Exercise goal.
Look for the string "matching" in the listing below and copy every line in which it appears.

··· Recorded information

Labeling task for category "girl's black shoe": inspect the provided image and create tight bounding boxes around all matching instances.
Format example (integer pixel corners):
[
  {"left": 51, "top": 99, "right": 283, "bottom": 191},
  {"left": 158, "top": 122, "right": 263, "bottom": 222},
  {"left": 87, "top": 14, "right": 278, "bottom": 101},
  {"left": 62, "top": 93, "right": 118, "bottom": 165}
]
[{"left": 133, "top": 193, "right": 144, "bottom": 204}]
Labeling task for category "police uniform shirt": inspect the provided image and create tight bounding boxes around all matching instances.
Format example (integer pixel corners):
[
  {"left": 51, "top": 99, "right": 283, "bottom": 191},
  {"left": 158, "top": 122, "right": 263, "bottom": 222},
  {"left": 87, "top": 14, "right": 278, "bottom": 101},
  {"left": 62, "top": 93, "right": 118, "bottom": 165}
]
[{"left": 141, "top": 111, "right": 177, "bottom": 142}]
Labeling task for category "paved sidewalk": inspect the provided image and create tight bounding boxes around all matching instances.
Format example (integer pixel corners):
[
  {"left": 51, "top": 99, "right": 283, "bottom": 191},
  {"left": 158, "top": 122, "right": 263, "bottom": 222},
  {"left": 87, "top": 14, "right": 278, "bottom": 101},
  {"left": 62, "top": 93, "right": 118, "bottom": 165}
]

······

Exercise answer.
Labeling task for category "girl's black shoe": inspect the provided image and create tight bounding boxes around all matching instances.
Labeling task for category "police uniform shirt": inspect the provided image and create tight bounding boxes around all matching instances.
Labeling task for category "paved sidewalk": inspect the provided image and create tight bounding boxes around all matching instances.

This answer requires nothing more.